__PROBLEM__.
In the concert review, why does the writer say the singer performed "in her quintet" instead of "with" it or "backed by" it? Answer in one to three sentences.

__PASSAGE TO READ__.
════════════════════
Last night at the Kennedy Center Jazz Club was a special evening of jazz song. Vocalist Christie Dashiell, daughter of the master bassist and educator Carroll Dashiell, may be onto something when she cheerily speaks of she and her brothers becoming a “Dashiell jazz Dynasty,” at least based on last night’s evidence. Here in DC we’ve been fortunate to view Christie’s arc, from her outstanding work as part of Howard University’s award-winning vocal ensemble Afro Blue, her participation in the Kennedy Center’s annual Betty Carter Jazz Ahead invitational for outstanding young talent, to her occasional guest shots with others and various of her gigs around town, to her sparkling Fall ’16 release Time All Mine, to last night’s brilliant showcase at the KC. All along it was clear that this was a voice to watch, but beyond her lovely, rangy voice Christie Dashiell proved last night that she is definitely ready for prime time.

Working in a rhythm-based quintet of piano, bass (Romeir Mendez), drums, and hand percussion (Soloman Howard, on holiday from his primary pursuit as an opera singer!), and here we clearly delineate her participation as in her quintet, as opposed to with, alongside, or backed by because of the comfort, mutual respect and sheer joy with which she interacted completely with her unit. Significantly that unit included pianist Allyn Johnson, DC’s most accomplished keyboardist who is steadily evolving onto the world stage (just ask Russell Malone, who played with Allyin at the recent Mid-Atlantic Jazz Festival and came away from the experience positively raving), and Christie’s brother Carroll, or C.V. Dashiell as he prefers professionally likely to delineate his own considerable identity from their Dad. C.V. was positively on fire last night, exhibiting a new level of passion driving and supporting, seeming to reach another level alongside his sister last evening.

As for Christie’s charms, she is quite cannily building her book of material, already displaying a fine balance of her own originals with her clever arrangements of standards, all of which highlight her prodigious vocal gifts. Those gifts include a fine range, a warmth of delivery and lovely tonality, blended with an appealing sense of vocal risk-taking and the ability to improvise and scat like a veritable demon. And as Suz remarked afterwards, she’s got the full package, including great poise and professionalism onstage, an ability to warmly engage her audience with a superb sense of stagecraft. Christie Dashiell is certainly one to watch, her considerable gifts are evolving at a carefully plotted, quite impressive pace. Don’t sleep this young woman!
════════════════════
__DATA RECORDS__.
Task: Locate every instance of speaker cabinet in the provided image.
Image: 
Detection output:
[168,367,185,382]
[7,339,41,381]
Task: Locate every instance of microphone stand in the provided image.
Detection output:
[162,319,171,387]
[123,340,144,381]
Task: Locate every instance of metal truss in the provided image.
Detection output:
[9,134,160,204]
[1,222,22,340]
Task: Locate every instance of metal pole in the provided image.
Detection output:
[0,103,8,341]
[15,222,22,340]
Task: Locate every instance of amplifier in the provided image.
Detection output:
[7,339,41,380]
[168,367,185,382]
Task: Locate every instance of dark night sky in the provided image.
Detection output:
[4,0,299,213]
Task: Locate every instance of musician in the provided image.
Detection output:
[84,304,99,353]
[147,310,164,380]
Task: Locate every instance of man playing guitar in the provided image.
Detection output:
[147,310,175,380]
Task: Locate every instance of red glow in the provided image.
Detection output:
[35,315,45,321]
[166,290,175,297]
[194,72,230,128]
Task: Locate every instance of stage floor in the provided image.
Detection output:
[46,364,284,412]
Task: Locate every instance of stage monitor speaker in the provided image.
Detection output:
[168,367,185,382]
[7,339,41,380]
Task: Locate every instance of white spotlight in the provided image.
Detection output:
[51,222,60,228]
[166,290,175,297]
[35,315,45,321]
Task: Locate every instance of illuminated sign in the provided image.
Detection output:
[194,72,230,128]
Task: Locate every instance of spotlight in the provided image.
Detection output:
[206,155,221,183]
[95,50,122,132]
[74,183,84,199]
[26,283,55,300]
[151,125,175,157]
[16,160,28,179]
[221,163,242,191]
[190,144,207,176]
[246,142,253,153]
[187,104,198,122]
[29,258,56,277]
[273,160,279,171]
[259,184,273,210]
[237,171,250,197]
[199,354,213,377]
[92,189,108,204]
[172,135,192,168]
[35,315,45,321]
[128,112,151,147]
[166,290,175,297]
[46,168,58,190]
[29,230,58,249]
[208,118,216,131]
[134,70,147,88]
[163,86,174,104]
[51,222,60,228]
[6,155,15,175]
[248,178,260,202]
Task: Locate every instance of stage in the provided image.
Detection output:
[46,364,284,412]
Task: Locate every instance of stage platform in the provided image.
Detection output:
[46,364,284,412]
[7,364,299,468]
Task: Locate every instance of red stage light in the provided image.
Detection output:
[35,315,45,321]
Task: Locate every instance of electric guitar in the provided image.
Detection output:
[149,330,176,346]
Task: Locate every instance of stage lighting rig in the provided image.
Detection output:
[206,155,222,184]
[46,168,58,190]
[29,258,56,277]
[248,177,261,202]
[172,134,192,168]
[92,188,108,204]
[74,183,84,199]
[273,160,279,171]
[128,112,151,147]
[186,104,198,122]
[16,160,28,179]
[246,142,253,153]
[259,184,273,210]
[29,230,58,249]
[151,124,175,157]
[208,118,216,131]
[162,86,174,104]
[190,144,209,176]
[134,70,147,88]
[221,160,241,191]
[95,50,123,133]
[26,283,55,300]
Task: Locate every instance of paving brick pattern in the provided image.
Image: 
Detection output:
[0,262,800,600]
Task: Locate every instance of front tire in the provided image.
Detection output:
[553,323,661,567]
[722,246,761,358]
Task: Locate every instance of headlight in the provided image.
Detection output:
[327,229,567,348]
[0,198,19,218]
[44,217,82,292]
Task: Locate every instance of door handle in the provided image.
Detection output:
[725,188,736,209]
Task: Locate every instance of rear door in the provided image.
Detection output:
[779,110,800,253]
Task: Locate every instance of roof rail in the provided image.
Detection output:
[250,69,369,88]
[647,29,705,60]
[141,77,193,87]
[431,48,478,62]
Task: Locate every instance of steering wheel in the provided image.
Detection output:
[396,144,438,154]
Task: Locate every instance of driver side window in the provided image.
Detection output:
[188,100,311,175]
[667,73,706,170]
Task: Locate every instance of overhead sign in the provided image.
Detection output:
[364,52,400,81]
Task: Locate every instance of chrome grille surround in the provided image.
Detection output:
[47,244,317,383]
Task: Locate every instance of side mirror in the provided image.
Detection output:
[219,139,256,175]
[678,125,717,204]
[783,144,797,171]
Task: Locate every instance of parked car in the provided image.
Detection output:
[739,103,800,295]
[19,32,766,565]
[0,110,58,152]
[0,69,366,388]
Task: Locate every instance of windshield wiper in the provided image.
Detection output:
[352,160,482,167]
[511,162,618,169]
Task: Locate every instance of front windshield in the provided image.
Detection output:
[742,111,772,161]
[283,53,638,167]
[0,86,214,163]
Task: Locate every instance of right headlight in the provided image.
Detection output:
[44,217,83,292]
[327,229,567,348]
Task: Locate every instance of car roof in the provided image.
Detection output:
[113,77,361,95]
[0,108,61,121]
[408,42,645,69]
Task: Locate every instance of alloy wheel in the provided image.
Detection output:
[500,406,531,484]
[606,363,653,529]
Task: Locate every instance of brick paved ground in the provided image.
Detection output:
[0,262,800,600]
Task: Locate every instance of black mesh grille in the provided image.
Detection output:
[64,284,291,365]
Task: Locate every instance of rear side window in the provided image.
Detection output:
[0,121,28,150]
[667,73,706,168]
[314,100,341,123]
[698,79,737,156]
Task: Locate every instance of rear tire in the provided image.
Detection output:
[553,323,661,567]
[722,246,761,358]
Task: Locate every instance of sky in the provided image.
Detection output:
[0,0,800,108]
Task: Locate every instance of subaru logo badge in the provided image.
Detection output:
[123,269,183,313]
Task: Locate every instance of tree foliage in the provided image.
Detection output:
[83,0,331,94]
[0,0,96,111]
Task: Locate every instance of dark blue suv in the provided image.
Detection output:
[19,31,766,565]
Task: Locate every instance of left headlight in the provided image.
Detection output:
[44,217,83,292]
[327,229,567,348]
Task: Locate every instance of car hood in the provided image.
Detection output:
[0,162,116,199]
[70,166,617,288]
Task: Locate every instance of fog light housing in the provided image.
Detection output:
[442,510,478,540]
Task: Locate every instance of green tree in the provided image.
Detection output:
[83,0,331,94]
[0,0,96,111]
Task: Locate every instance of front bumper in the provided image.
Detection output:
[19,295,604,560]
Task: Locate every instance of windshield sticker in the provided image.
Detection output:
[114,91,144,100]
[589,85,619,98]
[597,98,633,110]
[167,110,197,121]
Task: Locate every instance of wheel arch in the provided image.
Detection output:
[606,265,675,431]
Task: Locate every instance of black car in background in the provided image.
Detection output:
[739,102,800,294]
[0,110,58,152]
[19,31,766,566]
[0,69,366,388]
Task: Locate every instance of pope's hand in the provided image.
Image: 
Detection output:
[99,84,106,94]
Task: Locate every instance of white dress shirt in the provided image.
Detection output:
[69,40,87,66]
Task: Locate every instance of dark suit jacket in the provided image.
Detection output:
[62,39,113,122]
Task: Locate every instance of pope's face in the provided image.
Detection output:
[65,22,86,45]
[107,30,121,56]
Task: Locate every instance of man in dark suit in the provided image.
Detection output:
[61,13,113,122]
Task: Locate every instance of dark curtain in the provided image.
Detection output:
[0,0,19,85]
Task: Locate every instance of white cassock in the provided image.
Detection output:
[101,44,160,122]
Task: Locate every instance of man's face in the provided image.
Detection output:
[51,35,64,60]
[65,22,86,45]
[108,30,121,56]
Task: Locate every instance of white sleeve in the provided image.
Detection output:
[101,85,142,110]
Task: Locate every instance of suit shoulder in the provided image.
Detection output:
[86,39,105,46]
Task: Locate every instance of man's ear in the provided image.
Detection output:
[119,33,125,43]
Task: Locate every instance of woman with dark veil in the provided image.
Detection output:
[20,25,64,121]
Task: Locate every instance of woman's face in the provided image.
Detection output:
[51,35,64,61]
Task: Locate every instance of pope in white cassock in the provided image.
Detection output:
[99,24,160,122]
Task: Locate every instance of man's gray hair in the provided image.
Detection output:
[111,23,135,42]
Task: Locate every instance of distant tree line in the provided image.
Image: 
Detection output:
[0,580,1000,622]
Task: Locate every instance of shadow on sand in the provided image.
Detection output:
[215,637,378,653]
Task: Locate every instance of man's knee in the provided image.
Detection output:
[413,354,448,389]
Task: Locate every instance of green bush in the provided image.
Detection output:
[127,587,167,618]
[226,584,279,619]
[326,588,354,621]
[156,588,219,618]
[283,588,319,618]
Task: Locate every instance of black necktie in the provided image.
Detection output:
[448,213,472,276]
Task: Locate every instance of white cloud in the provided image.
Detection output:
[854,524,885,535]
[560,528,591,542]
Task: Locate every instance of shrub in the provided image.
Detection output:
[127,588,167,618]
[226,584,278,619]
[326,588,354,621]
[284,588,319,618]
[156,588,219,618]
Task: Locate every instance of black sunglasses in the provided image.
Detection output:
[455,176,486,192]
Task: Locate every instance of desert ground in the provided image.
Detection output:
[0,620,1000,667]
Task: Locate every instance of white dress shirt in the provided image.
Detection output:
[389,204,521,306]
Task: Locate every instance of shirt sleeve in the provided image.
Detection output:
════════════════════
__TASK RESPONSE__.
The writer chose "in her quintet" because of the comfort, mutual respect and sheer joy with which she interacted completely with the other players. She came across as a full member of the unit, not a singer being accompanied by it.